====== 제공 자료

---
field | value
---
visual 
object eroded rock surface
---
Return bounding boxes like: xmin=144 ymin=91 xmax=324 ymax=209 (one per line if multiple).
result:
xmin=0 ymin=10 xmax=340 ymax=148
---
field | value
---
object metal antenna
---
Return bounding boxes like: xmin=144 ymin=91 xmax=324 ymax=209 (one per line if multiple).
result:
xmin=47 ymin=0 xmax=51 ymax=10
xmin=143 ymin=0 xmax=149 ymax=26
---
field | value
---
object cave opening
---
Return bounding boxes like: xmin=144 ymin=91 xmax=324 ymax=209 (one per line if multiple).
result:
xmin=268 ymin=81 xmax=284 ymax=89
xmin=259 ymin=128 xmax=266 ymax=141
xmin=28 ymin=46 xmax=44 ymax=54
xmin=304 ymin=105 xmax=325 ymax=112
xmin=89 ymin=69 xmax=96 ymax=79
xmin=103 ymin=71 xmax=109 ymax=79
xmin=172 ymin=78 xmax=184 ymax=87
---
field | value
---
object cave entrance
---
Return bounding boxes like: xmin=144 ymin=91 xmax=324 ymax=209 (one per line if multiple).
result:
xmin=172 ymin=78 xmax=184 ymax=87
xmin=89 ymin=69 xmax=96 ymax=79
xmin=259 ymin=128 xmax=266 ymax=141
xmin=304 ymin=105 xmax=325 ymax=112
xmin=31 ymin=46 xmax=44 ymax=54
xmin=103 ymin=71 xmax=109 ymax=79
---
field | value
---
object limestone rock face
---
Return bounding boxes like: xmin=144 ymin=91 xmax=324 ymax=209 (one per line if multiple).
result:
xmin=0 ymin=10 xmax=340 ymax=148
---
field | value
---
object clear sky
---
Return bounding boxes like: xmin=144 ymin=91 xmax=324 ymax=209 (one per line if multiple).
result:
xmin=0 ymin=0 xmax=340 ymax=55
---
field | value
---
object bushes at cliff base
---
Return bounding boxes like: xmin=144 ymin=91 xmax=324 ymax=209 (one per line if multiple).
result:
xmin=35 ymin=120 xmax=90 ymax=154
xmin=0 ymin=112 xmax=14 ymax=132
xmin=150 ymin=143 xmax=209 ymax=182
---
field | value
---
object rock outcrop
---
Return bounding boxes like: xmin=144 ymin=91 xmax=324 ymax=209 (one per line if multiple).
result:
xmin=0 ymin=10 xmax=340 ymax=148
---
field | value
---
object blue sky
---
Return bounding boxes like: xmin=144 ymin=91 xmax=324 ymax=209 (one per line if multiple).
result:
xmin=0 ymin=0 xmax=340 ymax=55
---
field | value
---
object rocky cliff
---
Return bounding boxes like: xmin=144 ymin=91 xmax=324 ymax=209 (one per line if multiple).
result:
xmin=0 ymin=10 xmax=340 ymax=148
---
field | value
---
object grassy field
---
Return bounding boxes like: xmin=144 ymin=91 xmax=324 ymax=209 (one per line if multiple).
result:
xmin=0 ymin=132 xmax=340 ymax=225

============

작업 지시:
위에 있는 모든 항목의 줄을 한 글자도 바꾸지 말고 그대로 반환하세요.

작성한 답변:
---
field | value
---
visual 
object eroded rock surface
---
Return bounding boxes like: xmin=144 ymin=91 xmax=324 ymax=209 (one per line if multiple).
result:
xmin=0 ymin=10 xmax=340 ymax=148
---
field | value
---
object metal antenna
---
Return bounding boxes like: xmin=144 ymin=91 xmax=324 ymax=209 (one per line if multiple).
result:
xmin=47 ymin=0 xmax=51 ymax=10
xmin=143 ymin=0 xmax=149 ymax=26
---
field | value
---
object cave opening
---
Return bounding boxes like: xmin=144 ymin=91 xmax=324 ymax=209 (one per line if multiple).
result:
xmin=268 ymin=81 xmax=284 ymax=89
xmin=259 ymin=128 xmax=266 ymax=141
xmin=28 ymin=46 xmax=44 ymax=54
xmin=304 ymin=105 xmax=325 ymax=112
xmin=89 ymin=69 xmax=96 ymax=79
xmin=103 ymin=71 xmax=109 ymax=79
xmin=172 ymin=78 xmax=184 ymax=87
---
field | value
---
object cave entrance
---
Return bounding boxes like: xmin=144 ymin=91 xmax=324 ymax=209 (one per line if multiple).
result:
xmin=172 ymin=78 xmax=184 ymax=87
xmin=89 ymin=69 xmax=96 ymax=79
xmin=259 ymin=128 xmax=266 ymax=141
xmin=304 ymin=105 xmax=325 ymax=112
xmin=31 ymin=46 xmax=44 ymax=54
xmin=103 ymin=71 xmax=109 ymax=79
---
field | value
---
object limestone rock face
---
Return bounding boxes like: xmin=144 ymin=91 xmax=324 ymax=209 (one per line if multiple).
result:
xmin=0 ymin=10 xmax=340 ymax=148
---
field | value
---
object clear sky
---
Return bounding boxes like: xmin=144 ymin=91 xmax=324 ymax=209 (one per line if multiple).
result:
xmin=0 ymin=0 xmax=340 ymax=55
---
field | value
---
object bushes at cliff base
---
Return bounding boxes like: xmin=144 ymin=91 xmax=324 ymax=209 (one per line if multiple).
result:
xmin=35 ymin=120 xmax=90 ymax=154
xmin=0 ymin=112 xmax=14 ymax=132
xmin=150 ymin=143 xmax=209 ymax=182
---
field | value
---
object rock outcrop
---
Return bounding boxes like: xmin=144 ymin=91 xmax=324 ymax=209 (one per line if multiple).
result:
xmin=0 ymin=10 xmax=340 ymax=148
---
field | value
---
object blue sky
---
Return bounding boxes like: xmin=144 ymin=91 xmax=324 ymax=209 (one per line if multiple).
result:
xmin=0 ymin=0 xmax=340 ymax=55
---
field | value
---
object rocky cliff
---
Return bounding boxes like: xmin=144 ymin=91 xmax=324 ymax=209 (one per line if multiple).
result:
xmin=0 ymin=10 xmax=340 ymax=148
---
field | value
---
object grassy field
---
Return bounding boxes like: xmin=144 ymin=91 xmax=324 ymax=209 (one per line if multiple).
result:
xmin=0 ymin=132 xmax=340 ymax=225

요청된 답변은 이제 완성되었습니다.